Astigmatic keratotomy inside the graft-host junction can be quite powerful because the tissue is under abnormal levels of stress compared to virgin corneas. Therefore, I reduce the amount of the correction by 50% compared to the amount predicted by the formulas for virgin cornea astigmatic keratotomy at that diameter. Even then, overcorrections may occur. An overcorrection should be treated by cleaning the epithelial plug out of the AK incision and suturing the incision closed for several months. Undercorrection is treated by lengthening the original incision or, if the incision is already long, adding a second incision 0.5 mm inside the original AK.
AK incisions are best when the astigmatism is regular (geometrically symmetrical). Conversely, the more asymmetric, the less reliable AK will be (Figure 49-2).
Figure 49-2. Partially asymmetric astigmatism. The hemimeridian at lower right has more power than the upper left, but the bow-tie shape is orthogonal. This could be treated with a larger AK in the lower right than the length of the AK in the upper left or, alternatively, with wavefrontguided corneal ablation. A more symmetrical and lower power residual astigmatism could then be resolved with a toric intraocular lens (IOL) implant.
Laser Refractive Surgery
In theory, less symmetrical astigmatism, which means higher-order aberration, should be treated with wavefront-guided (NOT “wavefront-optimized”) laser correction. The surgeon must first determine whether the diagnostic wavefront unit can capture the highly aberrated optics and create a treatment plan that has parameters that match the clinical determinations. If so, the patient must understand that the treatment is “off-label” in the United States because the FDA approval of wavefront-guided corrections is for primary treatments, where low-order aberrations (sphere and cylinder) are high and high-order aberrations are low. This is usually not the case for PK optics.
If laser corneal surgery is undertaken, the primary options are either PRK with mitomycin C to reduce haze or LASIK with the femtosecond laser. A microkeratome will usually cut across the PK incision and create astigmatic shifts, as well as risk buttonholes. A femtosecond laser can be programmed to create a flap entirely inside the PK incision.
Any corneal surgery after prior PK increases the potential for immune rejection. We cover this with increased topical steroids for at least 1 month, as well as antibiotics.
Toric Intraocular Lens
A very attractive option is the use of a toric intraocular lens (IOL), either alone or in combination with corneal surgery. Current astigmatic correction with IOLs is limited to 2 D at the corneal plane, but this limit is expected to increase. IOL-based toric correction is inherently geometrically symmetrical. However, if corneal surgery such as AK or laser vision correction can reduce the patient to moderate amounts of reasonably regular astigmatism, then the toric IOL can provide a highly accurate residual correction and result in excellent uncorrected and spectacle-corrected visual acuity.
1. Filatov V, Steinert RF, Talamo JH. Postkeratoplasty astigmatism with single running suture or interrupted sutures. Am J Ophthalmol. 1993;115(6):715-721.
2. Filatov V, Alexandrakis GF, Talamo JH, Steinert RF. Comparison of suture-in and suture-out postkeratoplasty astigmatism with single running suture or combined running and interrupted sutures. Am J Ophthalmol. 1996;122(5):696-700.

Natural language descriptions of regions
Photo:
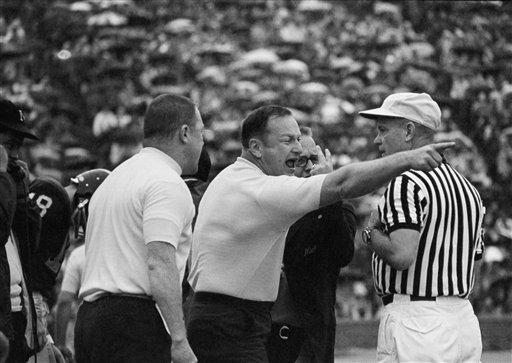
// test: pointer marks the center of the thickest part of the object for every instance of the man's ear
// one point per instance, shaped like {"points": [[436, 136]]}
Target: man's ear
{"points": [[184, 133], [255, 148], [410, 131]]}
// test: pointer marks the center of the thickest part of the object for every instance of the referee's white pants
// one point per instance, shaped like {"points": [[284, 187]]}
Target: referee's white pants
{"points": [[445, 330]]}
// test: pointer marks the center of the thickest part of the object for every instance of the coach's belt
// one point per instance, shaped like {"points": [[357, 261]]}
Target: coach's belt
{"points": [[124, 295], [388, 299]]}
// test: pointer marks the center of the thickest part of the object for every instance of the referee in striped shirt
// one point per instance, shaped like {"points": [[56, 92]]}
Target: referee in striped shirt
{"points": [[426, 236]]}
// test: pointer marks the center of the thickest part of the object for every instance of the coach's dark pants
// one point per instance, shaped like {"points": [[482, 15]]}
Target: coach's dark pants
{"points": [[121, 329], [228, 329]]}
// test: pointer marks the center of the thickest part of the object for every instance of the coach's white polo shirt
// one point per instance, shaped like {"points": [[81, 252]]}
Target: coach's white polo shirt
{"points": [[241, 229], [144, 199]]}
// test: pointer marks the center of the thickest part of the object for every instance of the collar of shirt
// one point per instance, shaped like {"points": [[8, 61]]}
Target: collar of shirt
{"points": [[248, 163], [164, 157]]}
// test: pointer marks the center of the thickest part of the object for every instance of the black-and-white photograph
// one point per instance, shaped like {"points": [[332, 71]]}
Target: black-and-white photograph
{"points": [[255, 181]]}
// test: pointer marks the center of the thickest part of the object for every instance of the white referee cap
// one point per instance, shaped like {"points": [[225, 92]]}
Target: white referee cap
{"points": [[416, 107]]}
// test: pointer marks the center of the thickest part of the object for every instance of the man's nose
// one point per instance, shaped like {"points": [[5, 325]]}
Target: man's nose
{"points": [[297, 147], [309, 165]]}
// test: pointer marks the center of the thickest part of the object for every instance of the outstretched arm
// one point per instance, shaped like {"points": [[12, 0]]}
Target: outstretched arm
{"points": [[358, 179], [165, 283]]}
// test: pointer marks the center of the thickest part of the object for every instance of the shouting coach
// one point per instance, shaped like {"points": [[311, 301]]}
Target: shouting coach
{"points": [[242, 224]]}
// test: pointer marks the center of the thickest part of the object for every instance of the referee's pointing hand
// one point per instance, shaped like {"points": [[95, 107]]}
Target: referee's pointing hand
{"points": [[428, 157]]}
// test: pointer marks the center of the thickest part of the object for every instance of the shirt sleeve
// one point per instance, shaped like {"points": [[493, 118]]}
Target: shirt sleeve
{"points": [[402, 205], [288, 198], [72, 273], [167, 212]]}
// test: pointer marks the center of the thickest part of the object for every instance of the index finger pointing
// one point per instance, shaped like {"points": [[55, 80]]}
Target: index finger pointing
{"points": [[440, 146], [321, 155]]}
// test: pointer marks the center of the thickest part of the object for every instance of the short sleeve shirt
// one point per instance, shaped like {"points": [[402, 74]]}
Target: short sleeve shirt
{"points": [[241, 228]]}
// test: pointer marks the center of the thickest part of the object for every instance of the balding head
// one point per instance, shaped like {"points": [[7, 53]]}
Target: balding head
{"points": [[166, 114]]}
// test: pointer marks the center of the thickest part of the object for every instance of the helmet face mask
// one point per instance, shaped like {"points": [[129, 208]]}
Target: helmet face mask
{"points": [[79, 217], [86, 184]]}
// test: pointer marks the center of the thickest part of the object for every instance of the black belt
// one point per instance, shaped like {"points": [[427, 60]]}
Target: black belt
{"points": [[123, 295], [215, 298], [388, 299]]}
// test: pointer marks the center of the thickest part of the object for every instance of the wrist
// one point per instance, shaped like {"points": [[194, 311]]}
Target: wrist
{"points": [[366, 235]]}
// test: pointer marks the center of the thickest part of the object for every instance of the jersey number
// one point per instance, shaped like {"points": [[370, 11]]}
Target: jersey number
{"points": [[43, 202]]}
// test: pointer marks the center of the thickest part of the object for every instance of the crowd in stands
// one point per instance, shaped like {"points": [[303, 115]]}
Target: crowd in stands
{"points": [[83, 72]]}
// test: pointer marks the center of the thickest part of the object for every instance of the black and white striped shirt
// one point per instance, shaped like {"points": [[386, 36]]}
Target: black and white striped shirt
{"points": [[448, 212]]}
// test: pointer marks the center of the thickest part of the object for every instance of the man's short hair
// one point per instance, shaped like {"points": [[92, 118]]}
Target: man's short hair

What is being asked: Rewrite the text on postkeratoplasty astigmatism from "If laser corneal" to "well as antibiotics.", using "bladeless laser" in place of "femtosecond laser".

Task response:
If laser corneal surgery is undertaken, the primary options are either PRK with mitomycin C to reduce haze or LASIK with the bladeless laser. A microkeratome will usually cut across the PK incision and create astigmatic shifts, as well as risk buttonholes. A bladeless laser can be programmed to create a flap entirely inside the PK incision.
Any corneal surgery after prior PK increases the potential for immune rejection. We cover this with increased topical steroids for at least 1 month, as well as antibiotics.